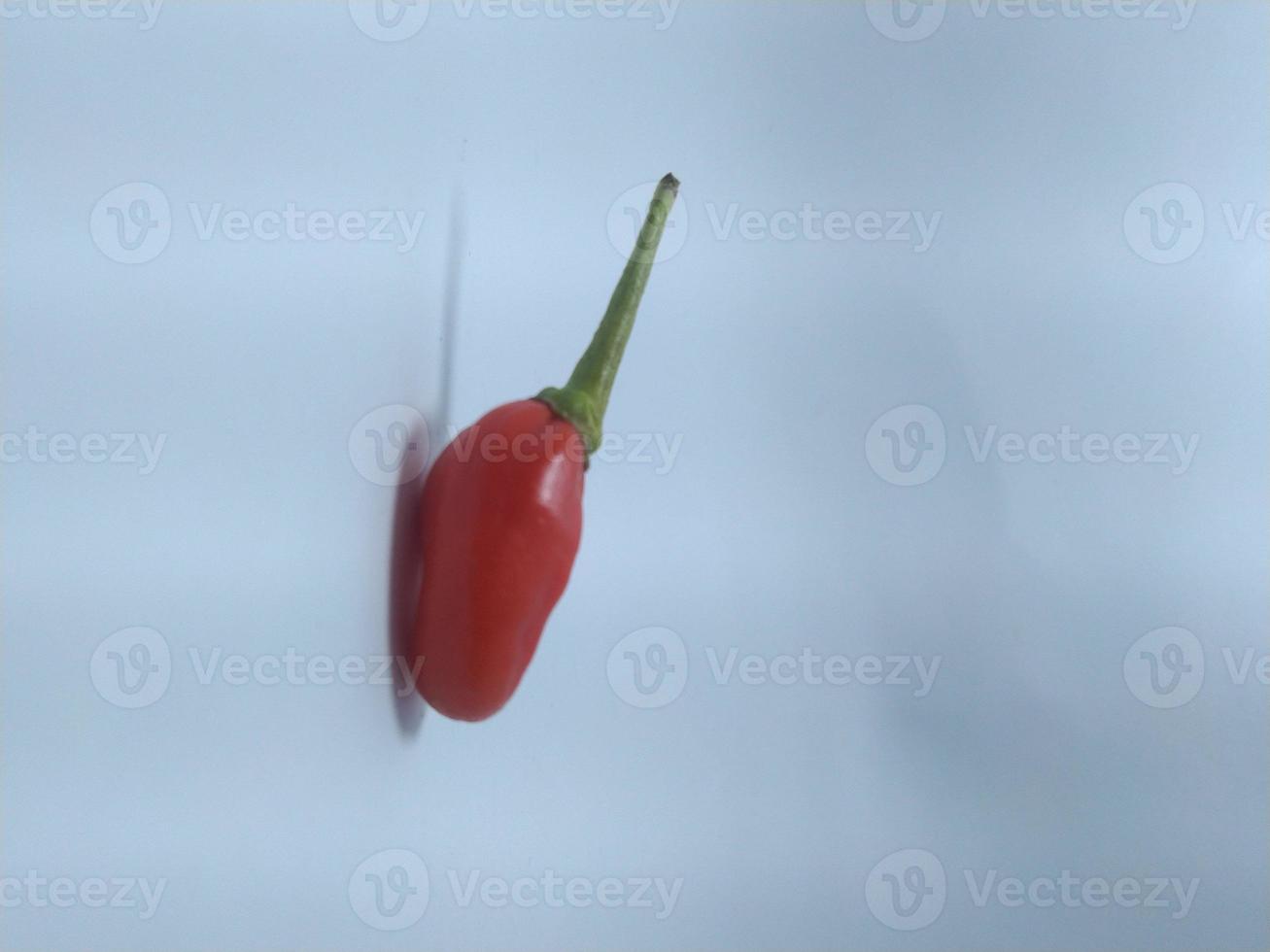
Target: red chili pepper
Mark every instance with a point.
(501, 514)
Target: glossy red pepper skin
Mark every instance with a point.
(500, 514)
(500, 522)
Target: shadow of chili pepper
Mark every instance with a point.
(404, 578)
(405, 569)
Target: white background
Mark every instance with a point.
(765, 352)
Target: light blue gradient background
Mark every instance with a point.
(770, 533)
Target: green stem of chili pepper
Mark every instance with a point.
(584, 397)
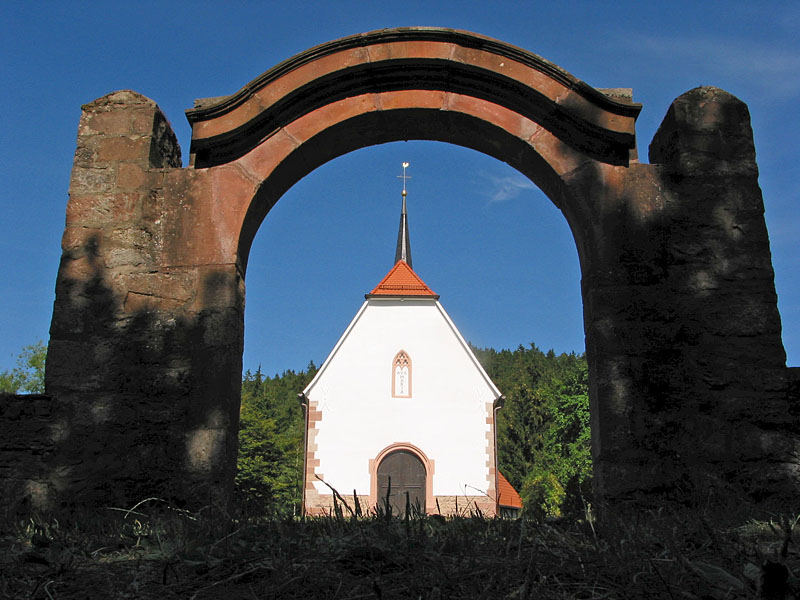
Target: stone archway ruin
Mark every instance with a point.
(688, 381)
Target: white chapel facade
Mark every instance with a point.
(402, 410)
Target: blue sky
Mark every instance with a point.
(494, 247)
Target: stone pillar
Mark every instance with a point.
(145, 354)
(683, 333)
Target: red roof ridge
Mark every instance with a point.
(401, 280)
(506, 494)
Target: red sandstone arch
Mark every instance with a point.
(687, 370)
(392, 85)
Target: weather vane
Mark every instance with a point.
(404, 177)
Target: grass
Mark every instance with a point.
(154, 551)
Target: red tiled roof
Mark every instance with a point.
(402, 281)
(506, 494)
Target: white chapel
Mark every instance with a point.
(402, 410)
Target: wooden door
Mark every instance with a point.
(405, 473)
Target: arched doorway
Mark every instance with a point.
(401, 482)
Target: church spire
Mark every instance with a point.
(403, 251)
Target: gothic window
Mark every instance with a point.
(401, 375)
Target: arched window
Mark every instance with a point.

-=-=-=-=-

PROBLEM REQUIREMENTS | Can you copy all the items above word for word, leaving out the pictures?

EXERCISE ANSWER |
Target: red chili pepper
Mark every instance with a point.
(501, 514)
Target: glossy red pepper skin
Mark every instance with a point.
(500, 514)
(500, 522)
Target: shadow of chili pepper
Mark every instance with a point.
(404, 578)
(405, 569)
Target: white background
Mark every instance with a point.
(765, 352)
Target: light blue gradient background
Mark every instance with a point.
(770, 533)
Target: green stem of chili pepper
Mark every instance with a point.
(584, 397)
Target: stone archway ruin
Mark every instance with a point.
(688, 381)
Target: white chapel facade
Mark every instance with a point.
(402, 410)
Target: blue sky
Mark every instance with a point.
(494, 247)
Target: stone pillar
Mark every instance with a point.
(145, 354)
(683, 333)
Target: red roof ridge
Mark every instance with a point.
(401, 280)
(506, 494)
Target: red sandstone arch
Mark every instance with a point.
(687, 370)
(392, 85)
Target: weather vane
Mark every instance with a point.
(404, 177)
Target: grass
Mark every instance with a point.
(154, 551)
Target: red tiled roof
Mark every instance with a point.
(402, 281)
(506, 494)
Target: white chapel
Mark every instance with a point.
(402, 410)
Target: wooden door
Mark every instance with a point.
(405, 473)
Target: arched doorway
Mark every instance with a point.
(401, 482)
Target: church spire
Mark every instance with a point.
(403, 251)
Target: gothic window
Mark every instance with a point.
(401, 375)
Target: arched window
Mark every instance with a point.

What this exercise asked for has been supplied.